_Given information_.
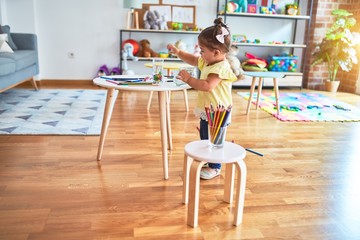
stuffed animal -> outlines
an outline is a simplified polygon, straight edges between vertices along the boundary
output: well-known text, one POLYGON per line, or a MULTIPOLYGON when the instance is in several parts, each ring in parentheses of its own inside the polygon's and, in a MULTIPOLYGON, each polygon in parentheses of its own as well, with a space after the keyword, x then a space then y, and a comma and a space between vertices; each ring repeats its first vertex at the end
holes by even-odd
POLYGON ((229 12, 247 12, 248 2, 247 0, 232 0, 227 5, 227 11, 229 12))
POLYGON ((195 46, 194 46, 194 56, 195 57, 200 57, 200 46, 199 46, 199 44, 195 44, 195 46))
POLYGON ((144 28, 145 29, 159 29, 158 20, 160 19, 160 14, 158 11, 149 11, 147 10, 144 14, 144 28))
POLYGON ((139 57, 159 57, 159 54, 150 48, 150 42, 147 39, 140 41, 139 57))
POLYGON ((238 53, 239 53, 238 47, 236 45, 231 45, 230 51, 226 54, 226 59, 230 63, 231 70, 237 76, 238 80, 241 80, 244 78, 244 71, 241 67, 240 60, 237 57, 238 53))
POLYGON ((158 26, 160 30, 168 30, 168 26, 167 26, 167 22, 166 22, 166 15, 162 15, 158 20, 157 20, 158 26))
POLYGON ((245 60, 241 65, 245 71, 267 72, 267 62, 263 58, 256 57, 250 53, 245 53, 245 60))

_Task brief_. Give back the records above exactly, with no pictures.

_Solved problem_.
stuffed animal -> outlines
an outline is a simplified polygon, straight edges between vertices along the boundary
output: well-known text, one POLYGON per line, or a MULTIPOLYGON when the instance is in several parts, each ring in parentheses of its own inside the polygon's and, in a MULTIPOLYGON, each polygon in parentheses of its own as well, with a space after the keyword, x then a space then y, and a comma and a space between vertices; each ring repeats its first vertex at the end
holes by even-odd
POLYGON ((229 12, 247 12, 248 2, 247 0, 232 0, 227 5, 227 11, 229 12))
POLYGON ((195 46, 194 46, 194 56, 195 57, 200 57, 200 46, 199 46, 199 44, 195 44, 195 46))
POLYGON ((144 28, 145 29, 159 29, 158 20, 160 19, 160 14, 158 11, 149 11, 147 10, 144 14, 144 28))
POLYGON ((139 57, 159 57, 159 54, 150 48, 150 42, 147 39, 140 41, 139 57))
POLYGON ((238 53, 239 53, 238 47, 236 45, 231 45, 230 51, 226 54, 226 59, 230 63, 231 70, 237 76, 238 80, 241 80, 244 78, 244 71, 241 67, 240 60, 237 57, 238 53))
POLYGON ((158 26, 160 30, 168 30, 168 26, 167 26, 167 22, 166 22, 166 15, 162 15, 158 20, 157 20, 158 26))
POLYGON ((245 60, 241 65, 245 71, 267 72, 267 62, 263 58, 256 57, 250 53, 245 53, 245 60))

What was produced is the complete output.